>> begin Data provided

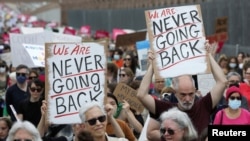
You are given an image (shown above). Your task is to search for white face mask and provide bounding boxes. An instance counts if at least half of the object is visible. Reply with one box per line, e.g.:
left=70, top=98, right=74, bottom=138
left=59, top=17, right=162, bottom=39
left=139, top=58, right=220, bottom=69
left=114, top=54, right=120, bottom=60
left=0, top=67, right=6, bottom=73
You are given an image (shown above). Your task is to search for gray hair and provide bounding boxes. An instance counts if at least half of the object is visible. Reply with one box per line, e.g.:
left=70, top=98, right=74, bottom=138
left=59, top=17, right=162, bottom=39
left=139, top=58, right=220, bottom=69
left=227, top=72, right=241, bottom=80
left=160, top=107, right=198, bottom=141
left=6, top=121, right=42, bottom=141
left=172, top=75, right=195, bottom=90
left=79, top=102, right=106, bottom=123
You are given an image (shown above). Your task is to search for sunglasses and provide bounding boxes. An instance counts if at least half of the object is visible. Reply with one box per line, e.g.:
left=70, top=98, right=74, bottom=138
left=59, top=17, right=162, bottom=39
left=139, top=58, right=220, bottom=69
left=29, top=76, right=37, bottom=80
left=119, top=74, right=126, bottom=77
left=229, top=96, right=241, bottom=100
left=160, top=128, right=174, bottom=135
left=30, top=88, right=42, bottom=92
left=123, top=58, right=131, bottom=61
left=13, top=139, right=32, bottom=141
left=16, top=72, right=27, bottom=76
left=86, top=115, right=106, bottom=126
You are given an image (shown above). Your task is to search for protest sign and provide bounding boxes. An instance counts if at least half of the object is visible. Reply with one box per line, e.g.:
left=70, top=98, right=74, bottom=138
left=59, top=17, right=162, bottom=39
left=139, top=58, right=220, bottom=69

>> end Data provided
>> begin Data provided

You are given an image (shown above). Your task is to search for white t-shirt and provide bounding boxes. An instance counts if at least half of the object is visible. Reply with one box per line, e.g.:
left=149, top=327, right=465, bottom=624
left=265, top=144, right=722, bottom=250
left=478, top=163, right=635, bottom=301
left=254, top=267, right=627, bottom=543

>> end Data provided
>> begin Data provided

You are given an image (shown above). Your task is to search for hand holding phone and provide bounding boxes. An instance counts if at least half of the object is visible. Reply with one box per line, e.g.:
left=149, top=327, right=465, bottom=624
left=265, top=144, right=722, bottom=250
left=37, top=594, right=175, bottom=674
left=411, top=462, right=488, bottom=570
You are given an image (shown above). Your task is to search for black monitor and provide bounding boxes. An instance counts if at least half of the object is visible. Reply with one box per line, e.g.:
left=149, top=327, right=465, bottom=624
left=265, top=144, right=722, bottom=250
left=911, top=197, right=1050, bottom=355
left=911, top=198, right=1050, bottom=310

>> end Data provided

• [What to produce]:
Reproduce the records verbatim, starting at the line that contains "for white face" and ending after the line that contains "left=0, top=67, right=6, bottom=73".

• [Complete output]:
You are given an image (shown above). Your task is to search for white face mask and provide bounding boxes. An instance counts if at least half of the object is visible. Reply with one box per line, e.g.:
left=70, top=98, right=74, bottom=138
left=59, top=17, right=162, bottom=39
left=139, top=58, right=220, bottom=69
left=114, top=54, right=120, bottom=60
left=0, top=67, right=6, bottom=73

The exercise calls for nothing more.